[SELECTED EXCERPT start]
# Honda GX31 - Weed trimmer



## Tradesman (Jun 3, 2008)

I have a customer who rented a Honda weed trimmer (with GX31 engine) from me & proceeded to use it for a couple of hours WITH the choke on... until it basically lost power & then brought it back.

It starts fine & stays running at idle, but has lost *all* power. It basically runs very slow & then bogs out when it's given much fuel at all... it runs _slightly_ better with the choke left on (just to give you more information for your troubleshooting advice).

The manual gives very limited information (other than take it to a dealer)... can anyone tell me what happens when an engine is run for some time with the choke on?

I changed the spark plug (fouled) & cleaned the air filter... this unit does not have a spark arrester on it (although the manual shows that it should)... I'm running out of things to try.

Could it just be seriously flooded? If so, any tricks that I could try? Customer definitely knows that he ran it wrong... but I'd rather try a few things before charging him a repair that might be something small.

Any help you can give me would be great.


----------



## Tradesman (Jun 3, 2008)

Oh... I changed the oil on this trimmer, as well... and it's got fresh fuel. I took the air filter completely off to see if that made a difference. It DID gain power for about 3 seconds & then bogged out and stalled.
[SELECTED EXCERPT end]
[DATA SHOWN start]
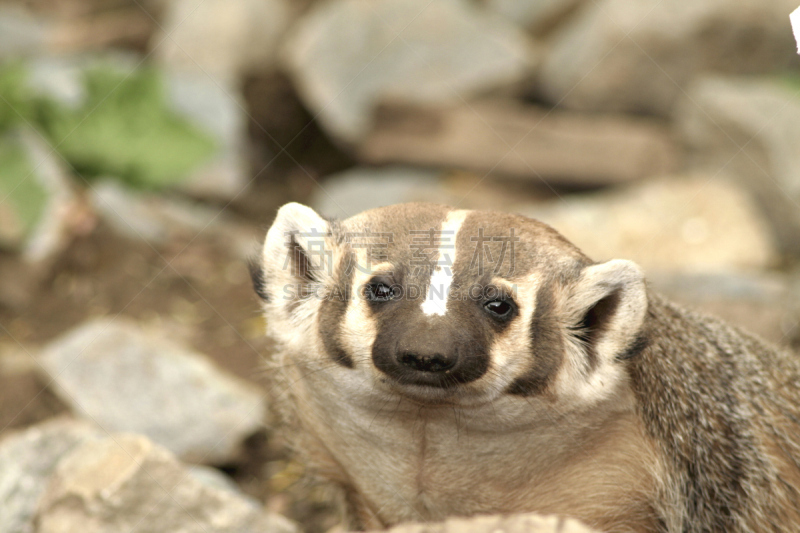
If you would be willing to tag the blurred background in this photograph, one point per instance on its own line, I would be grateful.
(145, 146)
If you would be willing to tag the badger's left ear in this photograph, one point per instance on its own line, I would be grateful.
(606, 310)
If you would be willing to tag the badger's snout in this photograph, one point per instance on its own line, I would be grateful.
(434, 356)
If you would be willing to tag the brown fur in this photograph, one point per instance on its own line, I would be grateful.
(607, 403)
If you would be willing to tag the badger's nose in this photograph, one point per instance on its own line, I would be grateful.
(427, 362)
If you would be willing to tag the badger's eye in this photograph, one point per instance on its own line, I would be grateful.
(498, 308)
(379, 292)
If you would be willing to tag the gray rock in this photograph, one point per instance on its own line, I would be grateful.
(127, 483)
(27, 460)
(638, 55)
(509, 139)
(40, 208)
(221, 38)
(346, 56)
(750, 130)
(521, 523)
(696, 224)
(216, 108)
(158, 218)
(765, 304)
(125, 379)
(21, 33)
(353, 191)
(538, 16)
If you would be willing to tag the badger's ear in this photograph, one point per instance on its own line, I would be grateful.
(299, 253)
(606, 311)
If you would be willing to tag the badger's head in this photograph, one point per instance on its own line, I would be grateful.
(445, 305)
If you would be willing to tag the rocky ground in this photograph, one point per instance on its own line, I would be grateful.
(132, 389)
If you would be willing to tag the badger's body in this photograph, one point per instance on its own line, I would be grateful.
(439, 362)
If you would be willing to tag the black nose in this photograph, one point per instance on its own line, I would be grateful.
(427, 363)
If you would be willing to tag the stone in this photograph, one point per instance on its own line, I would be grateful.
(21, 34)
(520, 523)
(27, 460)
(537, 16)
(767, 304)
(346, 56)
(749, 130)
(127, 483)
(639, 55)
(217, 109)
(40, 210)
(123, 378)
(697, 224)
(505, 138)
(353, 191)
(159, 218)
(223, 39)
(795, 19)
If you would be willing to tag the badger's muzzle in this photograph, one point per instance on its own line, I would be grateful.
(427, 355)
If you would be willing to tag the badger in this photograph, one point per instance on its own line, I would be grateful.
(437, 362)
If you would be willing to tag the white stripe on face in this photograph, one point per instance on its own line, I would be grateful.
(442, 276)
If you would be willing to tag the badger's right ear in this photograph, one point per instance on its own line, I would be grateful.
(299, 254)
(607, 309)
[DATA SHOWN end]
ACTIONS TO TAKE>
**a)** Write out the records again from the line containing "If you would be willing to tag the badger's body" through the end of the records, requests included, and offset every coordinate in the answers by adding 70.
**b)** Resume the weed trimmer thread after its last post.
The weed trimmer thread and the records have no connection to each other.

TASK RESULTS>
**a)**
If you would be willing to tag the badger's body in this photograph, one point per instance on its own line, I would be grateful.
(509, 432)
If you would be willing to tag the black nose in this photograph, one point per instance on its own line, I would be grateful.
(497, 433)
If you would be willing to tag the stone in this photograph, one point per instance on its own line, I would be grateful.
(91, 104)
(590, 593)
(97, 530)
(607, 86)
(837, 374)
(416, 126)
(819, 200)
(197, 553)
(709, 125)
(287, 179)
(110, 280)
(193, 448)
(767, 294)
(575, 208)
(423, 261)
(229, 288)
(293, 109)
(865, 89)
If you would be willing to tag the badger's muzzle in this photograph, one point per instance on its own line, I would be grateful.
(497, 425)
If you would be willing to tag the badger in this photograph, one point per instance on its own line, I would be grateful.
(507, 432)
If you would be willing to tag the white stripe on face in this photograph, one point per instance on its own line, I would be grateful.
(512, 346)
If you would be willing to tag the badger's right ear in this photograph, one point per instance on its own line, I would be grateful.
(369, 324)
(677, 379)

**b)**
----------



## Tradesman (Jun 3, 2008)

Oh... and I forgot, I am female... and yes, I do all the maintenance on our equipment & small repairs as long as I've got a manual to go by... but I'm lacking the experience needed to trouble shoot this one.

Please reply.


----------



## 30yearTech (Sep 14, 2006)

Running the engine with the choke should not do to much to it, however it can dilute the oil with gas and wash the lubricating oil from the cylinder. It's unusual that the engine will run with the choke on for an extended period of time. 

No, it's not flooded if it starts and runs. I would inspect the following: fuel filter/pickup in tank, possibly dirty. Carburetor problem, filter screen possibly plugged with debris. Valves out of adjustment.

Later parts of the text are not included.